▶ _EXCERPT PROVIDED_:
##############################
Archive for June, 2006

The Streets In New York

Friday, June 30th, 2006

Driving down to New York City in the evening: a different experience than taking the bus in to Port Authority during the day
But the familiar New York lifestyle: one friend invites me to help him celebrate France’s unexpected win over Spain, another calls to flake out of joining me at The Streets show
I join the one friend to help him celebrate, talk the other into catching a second wind
End up bringing both to Webster Hall, where I’ve still got an ‘in’ thirteen years after giving up club promoting

It’s a while since I’ve just hung out in downtown New York of an early evening
Not just months, but years
Because when you live in New York, you’re always too busy to just kick back and be a tourist
But now I no longer live in New York City, so tonight I play tourist
At Toastie’s,
A deli on Union Square West, with tables out front.
That charges twice as much for a beer as any other deli, but that’s still only half as much as the poncy Coffee Shop bar next door
The view, of course, is the same
That of the streets
Which on a hot, humid, summer New York night
Are filled with beautiful people
Especially the women
Who move en masse into model mode when summer kicks in
But the women probably think the same about the men
Many of whom are wearing national colors in honor of a certain football tournament
New York is one of the greatest cities in which to follow the World Cup
A haven for immigrants from every nation
A place where people can wave their flags with pride
While still declaring themselves committed New Yorkers
There’s a bar for every game
And everyone can claim their roots – even the natural-born Americans
Though it’s amazing how many citizens suddenly declare themselves Brazilian
Then again New Yorkers (moving en masse into model mode for summer), instinctively know how to sport a fashion trend

Union Square itself is jammed, with hundreds of people doing nothing more than hanging out
When I first lived round these parts, all the parks were filled with junkies
Now they’re crammed with tourists
New York feels so damn safe that I leave my overnight bags and my laptop in my parked car
Do you remember the days when every resident had to put a sign in his car window that read:
“Nothing worth taking: everything stolen”
And would routinely suffer a broken window just for a junkie’s just-in-case?
I do, and though I miss that old sense of danger in the air
Now I’m older and wiser, and drive a car and own a laptop, I’m glad they’re behind us

I leave the Streets of New York behind to watch The Streets in New York
A long sold-out ticket at Webster Hall
No surprise at that: Mike Skinner’s cockney rhymes translate perfectly to Manhattan cool
And The Streets’ indie rock appeal ensures that Skinner is not consigned to Limey rapper status
I’d like to have seen fellow countrywoman Lady Sovereign open
Her ‘Ch-Ching’ single is a masterpiece: ongoing confirmation that the most innovative sounds always seems to come out of hip-hop
(Or that British mish-mash of hip-hop, garage and house, of which The Streets and Lady Sovereign represent)
##############################
(Stored dataset items)
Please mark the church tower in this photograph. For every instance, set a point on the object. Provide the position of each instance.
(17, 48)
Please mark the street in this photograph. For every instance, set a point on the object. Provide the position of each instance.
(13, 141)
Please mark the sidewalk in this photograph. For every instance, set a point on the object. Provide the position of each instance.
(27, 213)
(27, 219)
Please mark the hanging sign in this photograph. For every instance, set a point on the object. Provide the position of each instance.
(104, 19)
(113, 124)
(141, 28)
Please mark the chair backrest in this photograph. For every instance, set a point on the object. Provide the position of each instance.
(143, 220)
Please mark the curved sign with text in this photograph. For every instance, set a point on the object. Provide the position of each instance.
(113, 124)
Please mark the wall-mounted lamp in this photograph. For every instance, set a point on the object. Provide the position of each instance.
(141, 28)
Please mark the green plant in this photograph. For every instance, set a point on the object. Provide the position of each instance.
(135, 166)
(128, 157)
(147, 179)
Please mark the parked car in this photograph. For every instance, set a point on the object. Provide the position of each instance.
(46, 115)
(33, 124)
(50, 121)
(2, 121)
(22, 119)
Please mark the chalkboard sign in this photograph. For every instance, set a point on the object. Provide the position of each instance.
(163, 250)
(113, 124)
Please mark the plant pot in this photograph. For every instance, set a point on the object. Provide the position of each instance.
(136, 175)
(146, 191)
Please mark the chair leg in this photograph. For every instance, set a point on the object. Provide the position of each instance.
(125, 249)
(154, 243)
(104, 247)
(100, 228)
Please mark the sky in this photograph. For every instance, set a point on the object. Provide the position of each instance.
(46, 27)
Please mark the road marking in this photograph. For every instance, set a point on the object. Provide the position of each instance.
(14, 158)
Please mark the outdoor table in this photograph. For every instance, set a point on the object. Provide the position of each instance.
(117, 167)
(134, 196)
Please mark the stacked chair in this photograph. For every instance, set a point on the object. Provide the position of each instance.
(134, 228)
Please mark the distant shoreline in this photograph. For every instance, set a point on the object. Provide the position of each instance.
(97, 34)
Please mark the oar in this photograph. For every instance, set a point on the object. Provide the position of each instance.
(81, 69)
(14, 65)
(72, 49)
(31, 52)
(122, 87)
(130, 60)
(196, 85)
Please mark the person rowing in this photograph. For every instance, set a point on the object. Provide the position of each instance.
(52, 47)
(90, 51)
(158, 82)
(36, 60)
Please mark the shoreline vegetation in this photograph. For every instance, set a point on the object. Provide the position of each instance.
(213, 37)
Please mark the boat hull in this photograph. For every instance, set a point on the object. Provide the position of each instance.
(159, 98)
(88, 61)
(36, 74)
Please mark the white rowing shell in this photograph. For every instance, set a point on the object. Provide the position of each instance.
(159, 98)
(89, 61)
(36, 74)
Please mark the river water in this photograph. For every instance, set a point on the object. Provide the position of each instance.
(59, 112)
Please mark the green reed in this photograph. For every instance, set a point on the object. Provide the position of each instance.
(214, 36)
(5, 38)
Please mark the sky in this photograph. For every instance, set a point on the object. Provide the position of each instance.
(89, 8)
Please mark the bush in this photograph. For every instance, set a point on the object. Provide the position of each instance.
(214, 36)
##############################
▶ _PROBLEM_:
Pick up the blog entry about The Streets' Webster Hall show after its last line and keep writing it.

▶ _WRITTEN RESPONSE_:
But anyway, I didn’t drive down to town in time
And besides, one lady and her DJ
Doesn’t do it for me
Whereas The Streets, I recall from experience
Is a proper band (if your editor is American)/
Are a proper band (if your editor is British)
With a proper live show

The five-piece Streets with Leo on bass, Webster Hall, June 27

Which is just as well
Because the new album is a major step back
The Hardest Way To Earn An Easy Living
Is a typically clever title
An apt summary of the 24/7 focus needed to be a successful musicain
But as an artistic statement of such
Mike Skinner takes the easy way out
Offering a compilation of lyrical clichés that, worse of all, admit to being clichés but can’t be arsed to search for alternatives
Along with half-baked vocals that laugh at their own lack of melody
Hoping that this will excuse themselves for reviving rock’s most self-indulgent theme:
The pain of the pop star
And even a song that takes task with my favorite subject, our ‘Two Nations’ (divided by a common language)
Makes its initial point with the boring old “fags” joke
As if we’ve never heard that one before
While the beats and textures don’t move things forward from Original Pirate Material
Which is now all of four years old
And this is all the more disappointing given that 2004’s A Grand Don’t Come For Free
Not only avoided the usual Sophomore Slump
(What do you call a sophomore slump in a country that doesn’t have sophomores?)
But told a streetwise story that played like a movie
Yet also stood alone as three-minute vignettes
Whereas The Hardest Way To Earn An Easy Living
Sounds like merely the germination of a good album that was rushed to release
Before it could be properly thought through
Though, then again, in Mike Skinners’ verbal hall of mirrors, he could maybe justify all this as speaking truth to justice
Or something like that

For let’s be honest, Skinner raps of doing crack
And of the fine art of ‘Hotel Expressionism’
And of drinking ‘Too Much Brandy,’
And past songs have been filled with tales of E
But the highlight of his current American tour has been acceptance into this November’s New York Marathon
(Did you know Mike Skinner lived in Manhattan for most of last year? Nor did I
Though I know that almost every British musician lives in New York City for at least one year of their life, so I am not surprised)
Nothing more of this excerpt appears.